> [Tasks and exercises]
1. Translate this sentence from the review of the data checksums patch into Spanish: The string used in "SHOW data_checksums" is "inprogress", not "in_progress".
2. Pick up the review of the data checksums patch after its last line and carry it on.

Maybe document the above issue here, unless it is clear that the
templat0-needs-to-allow-connections issue will go away before the patch
is pushed.

> diff --git a/src/backend/access/transam/xlog.c b/src/backend/access/transam/xlog.c
> index 47a6c4d895..56aaa88de1 100644
> --- a/src/backend/access/transam/xlog.c
> +++ b/src/backend/access/transam/xlog.c

[...]

> +void
> +SetDataChecksumsOn(void)
> +{
> +    if (!DataChecksumsEnabledOrInProgress())
> +        elog(ERROR, "Checksums not enabled or in progress");
> +
> +    LWLockAcquire(ControlFileLock, LW_EXCLUSIVE);
> +
> +    if (ControlFile->data_checksum_version != PG_DATA_CHECKSUM_INPROGRESS_VERSION)
> +    {
> +        LWLockRelease(ControlFileLock);
> +        elog(ERROR, "Checksums not in in_progress mode");

The string used in "SHOW data_checksums" is "inprogress", not
"in_progress".

[...]

> @@ -7769,6 +7839,16 @@ StartupXLOG(void)

> [Supplied data]
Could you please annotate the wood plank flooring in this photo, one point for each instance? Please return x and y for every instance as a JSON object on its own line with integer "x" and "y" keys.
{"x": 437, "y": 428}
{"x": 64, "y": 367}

> [Responses to the tasks]
1. La cadena que se usa en "SHOW data_checksums" es "inprogress", no "in_progress".

2.
>      CompleteCommitTsInitialization();
>  
>      /*
> +     * If we reach this point with checksums in inprogress state, we notify
> +     * the user that they need to manually restart the process to enable
> +     * checksums.
> +     */
> +    if (ControlFile->data_checksum_version == PG_DATA_CHECKSUM_INPROGRESS_VERSION)
> +        ereport(WARNING,
> +                (errmsg("checksum state is \"in progress\" with no worker"),
> +                 errhint("Either disable or enable checksums by calling the pg_disable_data_checksums() or
pg_enable_data_checksums()functions.")));
 

Again, string is "inprogress", not "in progress", not sure if that
matters.

> diff --git a/src/backend/postmaster/checksumhelper.c b/src/backend/postmaster/checksumhelper.c
> new file mode 100644
> index 0000000000..6aa71bcf30
> --- /dev/null
> +++ b/src/backend/postmaster/checksumhelper.c
> @@ -0,0 +1,631 @@
> +/*-------------------------------------------------------------------------
> + *
> + * checksumhelper.c
> + *      Backend worker to walk the database and write checksums to pages

Backend or Background?

[...]

> +typedef struct ChecksumHelperShmemStruct
> +{
> +    pg_atomic_flag launcher_started;
> +    bool        success;
> +    bool        process_shared_catalogs;
> +    /* Parameter values  set on start */

double space.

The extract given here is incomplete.